Required work: Output every entry exactly, from the first line to the last.

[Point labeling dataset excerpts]
** BEGIN **

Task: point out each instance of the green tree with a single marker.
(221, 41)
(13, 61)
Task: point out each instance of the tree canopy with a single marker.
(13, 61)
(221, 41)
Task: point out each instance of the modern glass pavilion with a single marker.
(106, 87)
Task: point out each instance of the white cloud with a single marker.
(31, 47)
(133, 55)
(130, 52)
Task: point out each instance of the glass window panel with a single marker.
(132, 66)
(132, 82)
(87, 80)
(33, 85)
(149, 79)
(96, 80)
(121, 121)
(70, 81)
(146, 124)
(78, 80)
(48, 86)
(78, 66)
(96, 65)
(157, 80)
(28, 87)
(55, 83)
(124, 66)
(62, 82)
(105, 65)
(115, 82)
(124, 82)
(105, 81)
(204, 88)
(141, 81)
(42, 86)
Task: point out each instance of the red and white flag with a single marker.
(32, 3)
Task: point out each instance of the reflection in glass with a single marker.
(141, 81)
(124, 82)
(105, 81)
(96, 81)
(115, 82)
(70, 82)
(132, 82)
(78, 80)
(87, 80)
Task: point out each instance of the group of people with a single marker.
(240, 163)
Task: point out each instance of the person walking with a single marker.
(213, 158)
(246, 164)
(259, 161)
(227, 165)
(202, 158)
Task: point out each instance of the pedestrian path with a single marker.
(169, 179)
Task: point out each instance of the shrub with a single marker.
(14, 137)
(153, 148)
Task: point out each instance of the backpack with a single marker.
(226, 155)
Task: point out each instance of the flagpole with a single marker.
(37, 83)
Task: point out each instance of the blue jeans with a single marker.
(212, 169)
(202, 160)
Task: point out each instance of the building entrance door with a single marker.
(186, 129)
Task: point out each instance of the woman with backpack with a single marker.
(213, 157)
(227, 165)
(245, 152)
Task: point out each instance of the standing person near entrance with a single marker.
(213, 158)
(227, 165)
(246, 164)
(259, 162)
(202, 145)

** END **

Output:
Task: point out each instance of the green tree with a single marker.
(221, 41)
(13, 61)
Task: point out each instance of the tree canopy with a single marker.
(13, 61)
(221, 41)
Task: point out each instance of the modern glass pavilion with a single marker.
(106, 87)
Task: point out each instance of the white cloud with a single marker.
(31, 47)
(133, 55)
(130, 52)
Task: point out each instance of the glass window panel with a single marker.
(132, 66)
(132, 82)
(87, 80)
(33, 85)
(149, 79)
(96, 80)
(121, 121)
(70, 81)
(146, 124)
(78, 80)
(48, 86)
(78, 66)
(96, 65)
(157, 80)
(28, 87)
(55, 83)
(124, 66)
(62, 82)
(105, 65)
(115, 82)
(124, 82)
(105, 81)
(204, 88)
(141, 81)
(42, 86)
Task: point out each instance of the red and white flag with a single marker.
(32, 3)
Task: point out each instance of the reflection in glass with a single marker.
(141, 81)
(124, 82)
(105, 81)
(96, 81)
(115, 82)
(70, 82)
(132, 82)
(78, 80)
(87, 80)
Task: point out each instance of the group of people with a single marker.
(240, 163)
Task: point out each instance of the person walking with a single marker.
(213, 158)
(246, 164)
(259, 161)
(227, 165)
(202, 158)
Task: point out each instance of the pedestrian path with a single marker.
(169, 179)
Task: point out each instance of the shrub with a single marker.
(14, 137)
(153, 148)
Task: point out each instance of the backpack with a single marker.
(226, 155)
Task: point out each instance of the flagpole with a single marker.
(37, 83)
Task: point out each instance of the blue jeans with a single marker.
(212, 169)
(202, 160)
Task: point out each instance of the building entrance door with a single marker.
(186, 129)
Task: point out each instance of the woman with backpack with a single marker.
(213, 157)
(227, 165)
(245, 152)
Task: point out each instance of the standing person near entrance with a single marker.
(213, 158)
(227, 165)
(246, 164)
(259, 162)
(202, 145)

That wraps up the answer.